--- Material provided ---

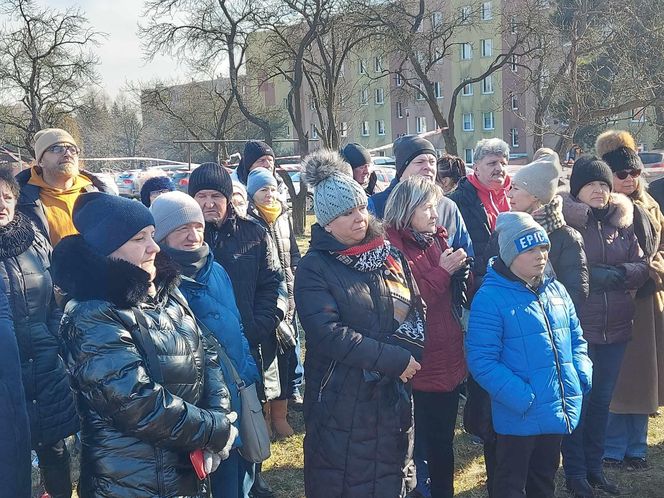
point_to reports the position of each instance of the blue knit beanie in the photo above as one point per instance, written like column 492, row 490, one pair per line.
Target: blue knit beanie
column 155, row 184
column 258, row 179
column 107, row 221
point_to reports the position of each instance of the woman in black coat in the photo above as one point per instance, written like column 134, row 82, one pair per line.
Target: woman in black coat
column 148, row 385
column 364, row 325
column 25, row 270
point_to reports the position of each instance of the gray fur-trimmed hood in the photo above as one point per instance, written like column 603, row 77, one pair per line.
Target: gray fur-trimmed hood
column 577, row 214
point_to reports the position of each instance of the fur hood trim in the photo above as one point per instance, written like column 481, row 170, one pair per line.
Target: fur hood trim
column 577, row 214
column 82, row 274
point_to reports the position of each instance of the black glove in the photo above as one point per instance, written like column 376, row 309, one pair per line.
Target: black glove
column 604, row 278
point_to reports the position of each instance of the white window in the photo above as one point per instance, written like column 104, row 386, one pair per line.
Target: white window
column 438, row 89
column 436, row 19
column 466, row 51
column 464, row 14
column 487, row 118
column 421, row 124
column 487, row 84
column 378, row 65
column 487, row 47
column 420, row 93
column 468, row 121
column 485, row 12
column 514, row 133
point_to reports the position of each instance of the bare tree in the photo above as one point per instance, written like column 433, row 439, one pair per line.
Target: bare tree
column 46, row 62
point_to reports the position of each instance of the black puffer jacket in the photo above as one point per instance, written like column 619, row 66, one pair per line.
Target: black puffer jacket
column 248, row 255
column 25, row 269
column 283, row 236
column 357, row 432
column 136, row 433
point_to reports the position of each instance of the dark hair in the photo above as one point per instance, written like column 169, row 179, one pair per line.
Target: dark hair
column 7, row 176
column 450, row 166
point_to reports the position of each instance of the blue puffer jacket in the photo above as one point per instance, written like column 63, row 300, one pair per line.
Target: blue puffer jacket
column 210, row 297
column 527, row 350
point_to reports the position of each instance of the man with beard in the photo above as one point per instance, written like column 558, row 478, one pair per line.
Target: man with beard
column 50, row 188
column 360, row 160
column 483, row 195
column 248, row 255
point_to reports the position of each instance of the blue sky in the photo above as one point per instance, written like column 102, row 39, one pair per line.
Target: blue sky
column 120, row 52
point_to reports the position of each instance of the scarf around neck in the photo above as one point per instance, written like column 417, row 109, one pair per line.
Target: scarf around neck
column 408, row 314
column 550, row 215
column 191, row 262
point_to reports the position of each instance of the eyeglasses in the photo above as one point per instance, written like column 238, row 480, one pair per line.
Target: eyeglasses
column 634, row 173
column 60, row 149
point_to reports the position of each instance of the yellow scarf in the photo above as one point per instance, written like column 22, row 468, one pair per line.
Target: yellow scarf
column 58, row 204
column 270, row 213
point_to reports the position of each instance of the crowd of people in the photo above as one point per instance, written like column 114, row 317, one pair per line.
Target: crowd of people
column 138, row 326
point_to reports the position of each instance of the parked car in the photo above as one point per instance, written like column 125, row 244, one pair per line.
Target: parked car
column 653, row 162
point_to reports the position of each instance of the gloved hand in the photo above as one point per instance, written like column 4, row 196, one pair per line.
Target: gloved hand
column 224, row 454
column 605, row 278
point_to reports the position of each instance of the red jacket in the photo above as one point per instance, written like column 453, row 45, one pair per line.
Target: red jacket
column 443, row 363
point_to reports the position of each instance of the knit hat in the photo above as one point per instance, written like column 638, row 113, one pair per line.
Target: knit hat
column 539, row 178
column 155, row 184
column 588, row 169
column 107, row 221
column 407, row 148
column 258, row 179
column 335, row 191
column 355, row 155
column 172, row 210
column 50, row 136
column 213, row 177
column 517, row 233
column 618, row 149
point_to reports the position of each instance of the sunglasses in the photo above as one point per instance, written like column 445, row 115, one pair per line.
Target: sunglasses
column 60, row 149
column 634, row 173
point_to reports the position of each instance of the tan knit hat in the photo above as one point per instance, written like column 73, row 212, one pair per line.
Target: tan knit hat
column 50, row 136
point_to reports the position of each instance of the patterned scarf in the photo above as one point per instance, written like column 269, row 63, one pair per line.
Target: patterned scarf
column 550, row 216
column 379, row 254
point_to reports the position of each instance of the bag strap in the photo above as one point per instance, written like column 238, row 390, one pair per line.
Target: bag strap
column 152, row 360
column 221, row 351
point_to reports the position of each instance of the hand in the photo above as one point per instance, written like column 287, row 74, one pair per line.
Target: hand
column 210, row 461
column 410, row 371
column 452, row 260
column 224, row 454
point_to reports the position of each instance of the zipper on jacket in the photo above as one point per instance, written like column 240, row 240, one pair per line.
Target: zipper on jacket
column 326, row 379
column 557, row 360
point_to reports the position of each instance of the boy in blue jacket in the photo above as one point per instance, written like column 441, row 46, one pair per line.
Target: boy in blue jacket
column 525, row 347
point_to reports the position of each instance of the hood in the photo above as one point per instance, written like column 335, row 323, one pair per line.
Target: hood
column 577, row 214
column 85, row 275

---

# Work to do
Please render the records from the line with "point_to reports the position of each instance of the boy" up to and including the last line of the records as a Markdown table, skipping blank lines. Use the columns Number and Line.

# Result of this exercise
| Number | Line |
|---|---|
| 1 | point_to reports the position of each instance of the boy in blue jacket in the photo above as one point per instance, written like column 441, row 46, one pair per line. |
| 2 | Target: boy in blue jacket |
| 3 | column 525, row 347 |
| 4 | point_to reports the position of each instance of the hood in the photo above as one point per instance, written like column 335, row 323, one pair per line. |
| 5 | Target: hood |
| 6 | column 577, row 214 |
| 7 | column 85, row 275 |